Work to do: Repeat the material below line for line without changing anything, and leave the pictures out of your answer.

⟨

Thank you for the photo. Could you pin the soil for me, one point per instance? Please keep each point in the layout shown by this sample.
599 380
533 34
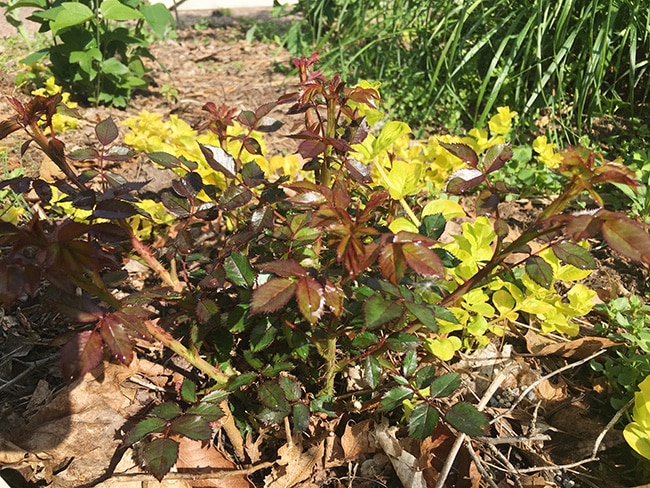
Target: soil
217 64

⟩

Expected answer:
Thank you for the photo. Could you pin the soil for me, one point per instance? Please keep each point in the layout shown by this sample.
599 380
533 34
Target: soil
217 64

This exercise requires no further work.